▶ SOURCE MATERIAL:
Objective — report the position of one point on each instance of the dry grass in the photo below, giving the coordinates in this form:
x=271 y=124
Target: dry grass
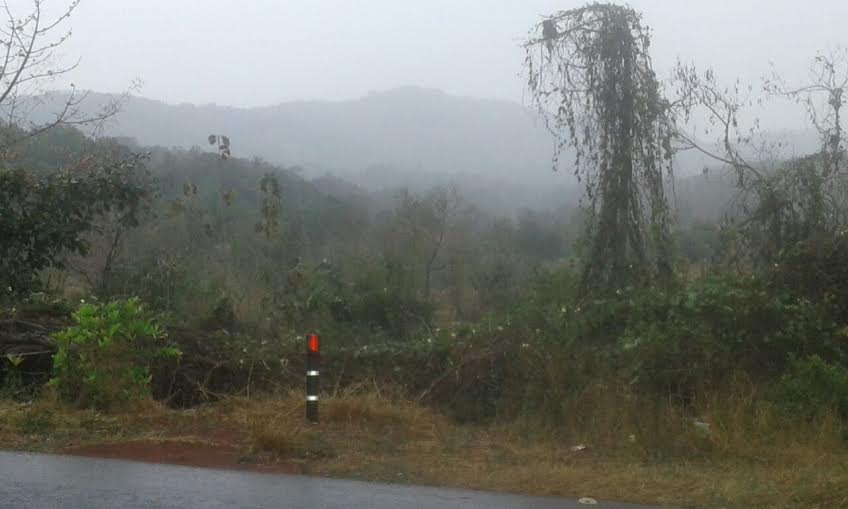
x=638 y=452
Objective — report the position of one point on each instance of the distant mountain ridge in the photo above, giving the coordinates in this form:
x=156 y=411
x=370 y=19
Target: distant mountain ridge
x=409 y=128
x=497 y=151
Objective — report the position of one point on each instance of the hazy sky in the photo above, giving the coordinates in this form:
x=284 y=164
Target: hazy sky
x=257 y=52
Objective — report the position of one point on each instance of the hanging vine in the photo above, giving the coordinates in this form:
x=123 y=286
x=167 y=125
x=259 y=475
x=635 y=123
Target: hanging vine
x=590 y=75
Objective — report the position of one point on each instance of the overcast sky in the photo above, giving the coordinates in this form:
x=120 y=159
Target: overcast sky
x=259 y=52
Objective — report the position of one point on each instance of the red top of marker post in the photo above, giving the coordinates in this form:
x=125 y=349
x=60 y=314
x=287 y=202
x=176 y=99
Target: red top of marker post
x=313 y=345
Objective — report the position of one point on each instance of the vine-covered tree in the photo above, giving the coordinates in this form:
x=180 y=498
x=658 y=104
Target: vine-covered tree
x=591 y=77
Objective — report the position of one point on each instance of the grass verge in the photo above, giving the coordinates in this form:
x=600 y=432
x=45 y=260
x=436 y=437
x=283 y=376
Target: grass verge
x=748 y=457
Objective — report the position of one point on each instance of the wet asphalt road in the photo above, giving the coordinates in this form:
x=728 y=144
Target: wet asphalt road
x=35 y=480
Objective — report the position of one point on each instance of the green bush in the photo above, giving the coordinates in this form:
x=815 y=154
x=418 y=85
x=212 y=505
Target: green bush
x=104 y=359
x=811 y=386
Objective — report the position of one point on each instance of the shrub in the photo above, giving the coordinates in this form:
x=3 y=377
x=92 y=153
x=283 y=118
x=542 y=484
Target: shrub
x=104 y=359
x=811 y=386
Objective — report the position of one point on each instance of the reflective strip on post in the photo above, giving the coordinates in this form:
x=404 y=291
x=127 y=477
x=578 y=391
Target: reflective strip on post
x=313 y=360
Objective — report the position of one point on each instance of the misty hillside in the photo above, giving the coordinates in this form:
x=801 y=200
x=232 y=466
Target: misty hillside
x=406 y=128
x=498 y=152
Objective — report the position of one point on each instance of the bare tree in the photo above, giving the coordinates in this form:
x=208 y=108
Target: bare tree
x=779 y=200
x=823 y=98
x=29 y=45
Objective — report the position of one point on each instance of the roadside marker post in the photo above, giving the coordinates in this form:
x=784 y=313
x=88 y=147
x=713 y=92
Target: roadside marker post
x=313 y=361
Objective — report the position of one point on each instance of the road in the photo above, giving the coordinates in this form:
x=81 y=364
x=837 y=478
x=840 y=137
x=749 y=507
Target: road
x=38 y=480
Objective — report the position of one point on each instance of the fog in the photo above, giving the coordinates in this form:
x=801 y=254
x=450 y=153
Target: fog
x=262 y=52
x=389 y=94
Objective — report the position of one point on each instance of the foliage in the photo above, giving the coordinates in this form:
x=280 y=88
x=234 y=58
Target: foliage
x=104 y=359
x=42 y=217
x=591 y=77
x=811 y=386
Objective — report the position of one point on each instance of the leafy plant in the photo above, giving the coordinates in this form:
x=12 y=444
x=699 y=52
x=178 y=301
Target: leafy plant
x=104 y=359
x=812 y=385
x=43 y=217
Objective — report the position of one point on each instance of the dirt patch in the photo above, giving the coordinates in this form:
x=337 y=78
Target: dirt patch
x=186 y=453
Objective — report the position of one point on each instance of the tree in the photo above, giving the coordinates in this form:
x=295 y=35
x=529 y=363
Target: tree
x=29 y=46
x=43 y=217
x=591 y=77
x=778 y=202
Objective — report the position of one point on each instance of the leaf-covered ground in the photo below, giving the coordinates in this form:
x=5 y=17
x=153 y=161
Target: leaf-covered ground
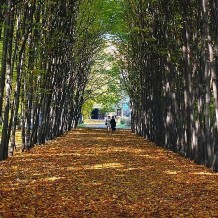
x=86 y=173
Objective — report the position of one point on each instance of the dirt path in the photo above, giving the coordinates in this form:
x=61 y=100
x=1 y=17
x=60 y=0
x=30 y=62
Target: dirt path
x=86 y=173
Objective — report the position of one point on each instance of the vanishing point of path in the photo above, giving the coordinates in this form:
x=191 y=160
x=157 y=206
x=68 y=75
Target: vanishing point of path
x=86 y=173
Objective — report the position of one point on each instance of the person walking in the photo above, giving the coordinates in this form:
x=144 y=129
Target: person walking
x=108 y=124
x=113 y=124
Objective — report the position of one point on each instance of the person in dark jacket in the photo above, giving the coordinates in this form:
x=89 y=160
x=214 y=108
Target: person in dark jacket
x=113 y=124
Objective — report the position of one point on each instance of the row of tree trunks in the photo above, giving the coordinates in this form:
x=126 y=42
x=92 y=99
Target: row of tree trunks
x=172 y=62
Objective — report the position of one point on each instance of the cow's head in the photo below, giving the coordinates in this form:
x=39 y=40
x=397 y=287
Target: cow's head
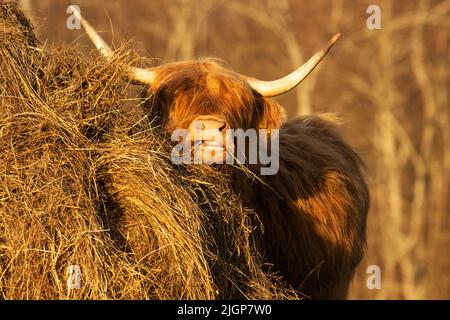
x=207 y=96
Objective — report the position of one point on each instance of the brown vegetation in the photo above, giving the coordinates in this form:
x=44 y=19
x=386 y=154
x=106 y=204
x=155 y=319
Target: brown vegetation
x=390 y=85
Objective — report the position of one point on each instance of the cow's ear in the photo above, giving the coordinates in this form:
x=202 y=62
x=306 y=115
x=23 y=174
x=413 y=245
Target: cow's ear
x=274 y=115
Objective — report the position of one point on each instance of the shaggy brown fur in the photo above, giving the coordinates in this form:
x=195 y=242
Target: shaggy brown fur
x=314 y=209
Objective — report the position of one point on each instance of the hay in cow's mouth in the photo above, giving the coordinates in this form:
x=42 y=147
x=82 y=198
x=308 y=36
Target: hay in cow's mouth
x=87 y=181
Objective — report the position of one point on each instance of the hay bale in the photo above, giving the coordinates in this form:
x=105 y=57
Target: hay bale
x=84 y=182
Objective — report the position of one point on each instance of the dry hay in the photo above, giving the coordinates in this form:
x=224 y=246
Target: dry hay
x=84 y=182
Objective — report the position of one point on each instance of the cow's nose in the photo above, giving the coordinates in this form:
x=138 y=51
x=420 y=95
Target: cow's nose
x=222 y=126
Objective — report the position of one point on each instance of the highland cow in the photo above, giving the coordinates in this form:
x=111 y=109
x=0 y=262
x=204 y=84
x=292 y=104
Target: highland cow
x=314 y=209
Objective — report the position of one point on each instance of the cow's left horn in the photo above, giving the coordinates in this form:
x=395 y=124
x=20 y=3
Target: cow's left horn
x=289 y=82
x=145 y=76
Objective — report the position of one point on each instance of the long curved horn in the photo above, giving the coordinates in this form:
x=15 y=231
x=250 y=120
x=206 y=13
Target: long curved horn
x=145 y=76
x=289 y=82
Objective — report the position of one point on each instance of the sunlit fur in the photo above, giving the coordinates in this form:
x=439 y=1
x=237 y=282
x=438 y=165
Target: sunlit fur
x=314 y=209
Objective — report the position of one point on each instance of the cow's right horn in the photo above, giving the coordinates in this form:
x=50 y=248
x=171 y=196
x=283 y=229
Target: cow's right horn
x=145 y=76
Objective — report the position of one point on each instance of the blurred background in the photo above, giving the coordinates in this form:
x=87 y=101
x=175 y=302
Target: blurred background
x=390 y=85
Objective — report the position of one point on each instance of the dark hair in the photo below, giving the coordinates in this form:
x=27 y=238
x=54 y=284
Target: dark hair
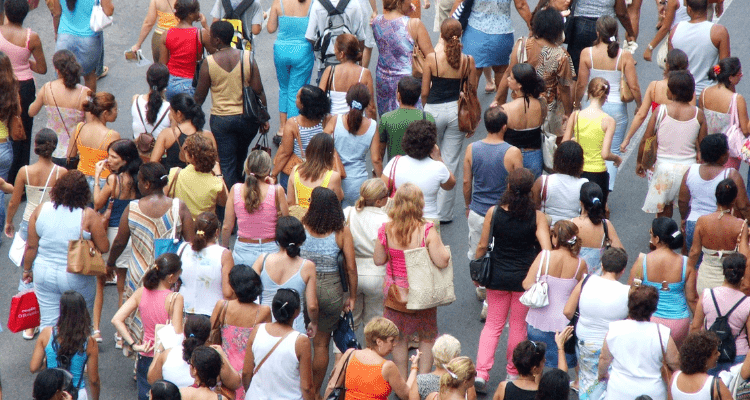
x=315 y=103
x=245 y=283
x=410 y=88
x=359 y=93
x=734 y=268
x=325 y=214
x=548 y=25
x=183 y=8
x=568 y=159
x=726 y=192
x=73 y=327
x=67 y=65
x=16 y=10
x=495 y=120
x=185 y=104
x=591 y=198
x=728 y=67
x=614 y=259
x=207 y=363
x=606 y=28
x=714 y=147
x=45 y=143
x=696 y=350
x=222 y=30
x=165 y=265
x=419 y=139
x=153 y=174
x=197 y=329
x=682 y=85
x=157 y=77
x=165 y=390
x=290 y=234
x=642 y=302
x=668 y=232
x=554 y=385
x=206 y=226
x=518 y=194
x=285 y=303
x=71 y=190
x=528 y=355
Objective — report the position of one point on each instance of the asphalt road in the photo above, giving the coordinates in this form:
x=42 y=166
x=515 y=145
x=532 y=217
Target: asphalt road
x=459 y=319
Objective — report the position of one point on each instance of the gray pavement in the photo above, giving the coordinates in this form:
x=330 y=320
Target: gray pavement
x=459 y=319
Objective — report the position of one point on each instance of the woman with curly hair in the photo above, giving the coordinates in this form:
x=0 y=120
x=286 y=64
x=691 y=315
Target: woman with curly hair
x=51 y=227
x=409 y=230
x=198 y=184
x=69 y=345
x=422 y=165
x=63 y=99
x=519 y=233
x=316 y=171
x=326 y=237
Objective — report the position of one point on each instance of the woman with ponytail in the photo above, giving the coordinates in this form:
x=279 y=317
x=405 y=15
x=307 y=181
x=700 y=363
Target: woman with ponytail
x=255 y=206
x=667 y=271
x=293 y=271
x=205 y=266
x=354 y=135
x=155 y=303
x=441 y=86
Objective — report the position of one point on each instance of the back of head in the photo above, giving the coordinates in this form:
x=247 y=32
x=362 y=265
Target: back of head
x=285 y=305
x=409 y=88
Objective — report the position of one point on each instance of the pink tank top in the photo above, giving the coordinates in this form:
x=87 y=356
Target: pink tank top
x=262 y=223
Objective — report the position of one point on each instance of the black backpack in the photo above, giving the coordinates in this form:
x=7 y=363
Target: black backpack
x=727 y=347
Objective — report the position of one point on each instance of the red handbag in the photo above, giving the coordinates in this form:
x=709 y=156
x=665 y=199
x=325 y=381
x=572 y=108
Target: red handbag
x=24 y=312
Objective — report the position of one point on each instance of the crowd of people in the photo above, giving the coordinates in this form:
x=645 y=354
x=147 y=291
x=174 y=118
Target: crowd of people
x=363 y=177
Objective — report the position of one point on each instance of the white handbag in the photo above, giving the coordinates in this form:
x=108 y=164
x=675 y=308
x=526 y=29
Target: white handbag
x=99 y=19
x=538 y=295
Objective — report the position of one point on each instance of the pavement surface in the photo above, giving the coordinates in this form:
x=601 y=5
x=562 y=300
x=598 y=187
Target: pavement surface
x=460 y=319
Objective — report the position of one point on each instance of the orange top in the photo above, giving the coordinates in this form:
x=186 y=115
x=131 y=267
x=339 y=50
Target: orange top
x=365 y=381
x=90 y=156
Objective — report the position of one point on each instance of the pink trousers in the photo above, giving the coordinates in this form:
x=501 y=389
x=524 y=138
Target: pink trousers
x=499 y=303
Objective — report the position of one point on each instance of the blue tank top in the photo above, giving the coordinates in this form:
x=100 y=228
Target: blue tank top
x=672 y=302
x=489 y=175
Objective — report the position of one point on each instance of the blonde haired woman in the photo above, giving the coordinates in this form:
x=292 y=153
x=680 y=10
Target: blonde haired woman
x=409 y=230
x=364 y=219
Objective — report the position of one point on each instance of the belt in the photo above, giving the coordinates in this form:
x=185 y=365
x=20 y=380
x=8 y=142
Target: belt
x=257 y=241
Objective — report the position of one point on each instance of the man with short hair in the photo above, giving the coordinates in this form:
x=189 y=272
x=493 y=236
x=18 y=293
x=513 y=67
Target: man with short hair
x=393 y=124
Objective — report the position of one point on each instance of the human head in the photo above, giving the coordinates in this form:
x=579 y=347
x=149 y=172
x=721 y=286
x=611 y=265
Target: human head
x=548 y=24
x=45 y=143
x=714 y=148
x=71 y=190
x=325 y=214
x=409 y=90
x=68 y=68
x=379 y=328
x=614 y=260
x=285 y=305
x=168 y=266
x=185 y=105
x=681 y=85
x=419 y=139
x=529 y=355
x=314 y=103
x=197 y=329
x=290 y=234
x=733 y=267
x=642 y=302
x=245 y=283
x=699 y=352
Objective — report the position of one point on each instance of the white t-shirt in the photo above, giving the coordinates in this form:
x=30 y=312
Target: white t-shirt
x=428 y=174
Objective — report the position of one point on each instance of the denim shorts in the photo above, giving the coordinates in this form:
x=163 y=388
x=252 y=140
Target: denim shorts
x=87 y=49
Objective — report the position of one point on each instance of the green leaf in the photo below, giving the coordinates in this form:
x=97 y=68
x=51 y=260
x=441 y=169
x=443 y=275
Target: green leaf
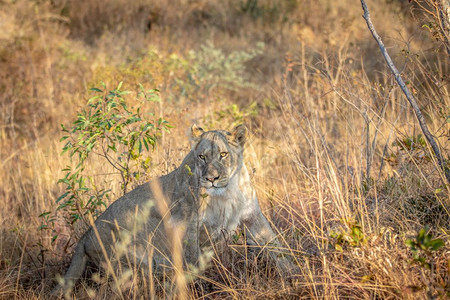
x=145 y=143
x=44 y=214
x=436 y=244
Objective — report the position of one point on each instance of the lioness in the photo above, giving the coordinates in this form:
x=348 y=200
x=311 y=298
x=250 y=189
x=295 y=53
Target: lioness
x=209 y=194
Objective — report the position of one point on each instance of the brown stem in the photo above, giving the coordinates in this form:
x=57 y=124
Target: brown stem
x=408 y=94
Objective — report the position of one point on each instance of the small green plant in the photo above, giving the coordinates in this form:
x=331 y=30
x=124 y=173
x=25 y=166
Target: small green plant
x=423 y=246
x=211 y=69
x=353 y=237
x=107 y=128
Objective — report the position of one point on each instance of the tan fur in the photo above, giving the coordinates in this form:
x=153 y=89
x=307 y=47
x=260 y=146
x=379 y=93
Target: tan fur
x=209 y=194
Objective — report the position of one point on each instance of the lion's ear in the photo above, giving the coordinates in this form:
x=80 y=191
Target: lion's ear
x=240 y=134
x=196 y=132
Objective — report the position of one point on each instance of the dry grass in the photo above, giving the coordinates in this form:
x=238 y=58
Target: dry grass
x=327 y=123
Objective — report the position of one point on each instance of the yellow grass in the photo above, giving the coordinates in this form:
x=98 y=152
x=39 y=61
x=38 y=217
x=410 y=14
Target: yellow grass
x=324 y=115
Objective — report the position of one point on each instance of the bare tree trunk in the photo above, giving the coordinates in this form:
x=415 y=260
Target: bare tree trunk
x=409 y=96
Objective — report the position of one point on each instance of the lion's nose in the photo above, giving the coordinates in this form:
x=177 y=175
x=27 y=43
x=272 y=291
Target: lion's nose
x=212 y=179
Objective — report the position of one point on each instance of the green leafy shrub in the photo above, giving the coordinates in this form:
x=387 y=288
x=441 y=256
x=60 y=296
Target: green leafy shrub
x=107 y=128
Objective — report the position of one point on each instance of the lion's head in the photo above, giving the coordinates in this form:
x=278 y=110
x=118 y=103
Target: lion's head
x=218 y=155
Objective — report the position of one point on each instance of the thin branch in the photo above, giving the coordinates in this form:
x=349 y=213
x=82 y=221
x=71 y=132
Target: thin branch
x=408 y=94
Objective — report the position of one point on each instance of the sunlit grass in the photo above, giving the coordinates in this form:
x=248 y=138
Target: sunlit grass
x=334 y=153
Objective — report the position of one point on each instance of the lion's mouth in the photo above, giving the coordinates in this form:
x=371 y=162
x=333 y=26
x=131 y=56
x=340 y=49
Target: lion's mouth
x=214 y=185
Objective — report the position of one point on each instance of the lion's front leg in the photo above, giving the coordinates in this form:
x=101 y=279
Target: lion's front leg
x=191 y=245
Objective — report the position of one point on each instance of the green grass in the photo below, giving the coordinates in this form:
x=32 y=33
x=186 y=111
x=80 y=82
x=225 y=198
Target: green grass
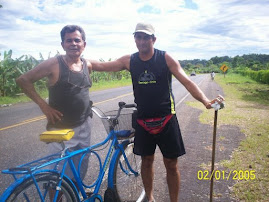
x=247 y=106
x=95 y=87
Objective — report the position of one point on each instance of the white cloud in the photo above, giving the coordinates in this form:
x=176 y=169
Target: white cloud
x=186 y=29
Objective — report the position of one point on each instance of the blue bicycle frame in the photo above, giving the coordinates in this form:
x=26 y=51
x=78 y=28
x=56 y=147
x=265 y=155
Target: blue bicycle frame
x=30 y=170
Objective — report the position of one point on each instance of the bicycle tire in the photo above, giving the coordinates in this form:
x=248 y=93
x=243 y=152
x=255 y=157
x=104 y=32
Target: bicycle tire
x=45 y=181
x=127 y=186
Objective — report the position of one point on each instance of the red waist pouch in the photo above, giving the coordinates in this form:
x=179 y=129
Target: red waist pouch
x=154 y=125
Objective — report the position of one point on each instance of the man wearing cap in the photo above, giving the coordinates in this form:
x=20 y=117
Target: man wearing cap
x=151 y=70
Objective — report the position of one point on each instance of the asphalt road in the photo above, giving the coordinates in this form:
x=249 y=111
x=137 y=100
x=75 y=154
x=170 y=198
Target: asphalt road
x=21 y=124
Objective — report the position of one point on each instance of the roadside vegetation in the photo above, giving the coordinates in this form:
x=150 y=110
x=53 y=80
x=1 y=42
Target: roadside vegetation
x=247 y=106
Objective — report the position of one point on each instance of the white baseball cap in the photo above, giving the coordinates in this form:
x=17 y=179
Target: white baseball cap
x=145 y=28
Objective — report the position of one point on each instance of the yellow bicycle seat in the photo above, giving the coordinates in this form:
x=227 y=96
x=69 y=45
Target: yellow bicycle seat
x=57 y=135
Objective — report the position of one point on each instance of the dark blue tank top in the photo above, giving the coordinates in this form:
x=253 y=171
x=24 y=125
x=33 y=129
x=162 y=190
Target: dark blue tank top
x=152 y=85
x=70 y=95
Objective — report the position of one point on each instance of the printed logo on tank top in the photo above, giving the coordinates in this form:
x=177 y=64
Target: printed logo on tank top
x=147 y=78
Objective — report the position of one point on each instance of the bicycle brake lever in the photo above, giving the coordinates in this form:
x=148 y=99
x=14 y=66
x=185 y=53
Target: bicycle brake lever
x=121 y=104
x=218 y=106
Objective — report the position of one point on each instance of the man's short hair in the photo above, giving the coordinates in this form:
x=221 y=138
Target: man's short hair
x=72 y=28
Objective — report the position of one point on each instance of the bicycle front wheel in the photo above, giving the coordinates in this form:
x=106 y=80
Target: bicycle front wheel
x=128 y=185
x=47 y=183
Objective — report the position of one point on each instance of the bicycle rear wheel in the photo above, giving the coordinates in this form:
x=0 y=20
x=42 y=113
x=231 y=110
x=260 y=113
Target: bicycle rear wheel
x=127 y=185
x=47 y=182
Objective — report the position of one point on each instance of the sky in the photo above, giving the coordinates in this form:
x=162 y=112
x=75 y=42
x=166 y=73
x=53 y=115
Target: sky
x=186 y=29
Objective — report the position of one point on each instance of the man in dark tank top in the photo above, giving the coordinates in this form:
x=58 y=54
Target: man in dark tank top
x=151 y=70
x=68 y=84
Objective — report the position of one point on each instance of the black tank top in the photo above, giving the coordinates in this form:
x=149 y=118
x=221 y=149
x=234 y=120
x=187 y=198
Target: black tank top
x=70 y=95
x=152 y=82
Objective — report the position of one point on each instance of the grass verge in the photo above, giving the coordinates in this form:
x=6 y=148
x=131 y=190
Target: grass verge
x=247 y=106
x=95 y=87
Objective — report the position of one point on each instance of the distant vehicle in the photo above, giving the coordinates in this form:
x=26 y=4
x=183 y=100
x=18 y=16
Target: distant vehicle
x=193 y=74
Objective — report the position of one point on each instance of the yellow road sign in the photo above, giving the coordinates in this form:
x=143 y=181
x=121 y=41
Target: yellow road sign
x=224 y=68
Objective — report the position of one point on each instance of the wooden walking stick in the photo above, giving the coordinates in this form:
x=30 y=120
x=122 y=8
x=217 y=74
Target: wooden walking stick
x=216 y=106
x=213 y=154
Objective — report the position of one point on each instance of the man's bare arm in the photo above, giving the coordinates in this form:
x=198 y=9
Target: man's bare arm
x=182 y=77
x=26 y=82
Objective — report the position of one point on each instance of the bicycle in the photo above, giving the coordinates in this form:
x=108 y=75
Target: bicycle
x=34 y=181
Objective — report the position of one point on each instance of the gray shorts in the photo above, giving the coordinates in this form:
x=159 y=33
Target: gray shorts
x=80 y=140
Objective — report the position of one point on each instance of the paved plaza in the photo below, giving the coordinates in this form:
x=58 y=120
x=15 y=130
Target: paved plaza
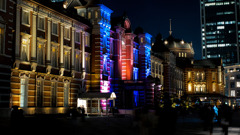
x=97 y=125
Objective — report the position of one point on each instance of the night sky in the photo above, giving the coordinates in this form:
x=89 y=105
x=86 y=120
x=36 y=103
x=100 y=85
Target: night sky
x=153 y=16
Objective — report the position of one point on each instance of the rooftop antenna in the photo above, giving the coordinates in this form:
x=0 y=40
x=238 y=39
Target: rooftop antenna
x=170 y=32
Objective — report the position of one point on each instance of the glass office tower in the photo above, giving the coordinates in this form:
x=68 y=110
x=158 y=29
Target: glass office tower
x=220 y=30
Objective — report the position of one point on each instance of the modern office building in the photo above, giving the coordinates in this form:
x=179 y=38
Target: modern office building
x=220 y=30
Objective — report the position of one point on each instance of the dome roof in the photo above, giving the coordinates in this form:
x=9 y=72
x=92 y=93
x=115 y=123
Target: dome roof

▶ ASSIGNMENT:
All lines above between those holding "Target: bicycle brake lever" and "x=231 y=110", inclusive, must be set down unchanged, and no other line may be included.

▶ EXERCISE ANSWER:
Target: bicycle brake lever
x=121 y=104
x=218 y=106
Objective — report the position of one point on each instance of the man's short hair in the photo above, giving the coordinates in this form:
x=221 y=138
Target: man's short hair
x=72 y=28
Objective — report the position of one point on each instance of the bicycle front wheel in the photo above, giving the coordinates in this form:
x=106 y=80
Target: bicycle front wheel
x=128 y=185
x=47 y=183
Objective — report the position of one point on each instance of the bicycle rear wheel in the photo above, giving the coordinates in this form:
x=0 y=20
x=42 y=113
x=231 y=110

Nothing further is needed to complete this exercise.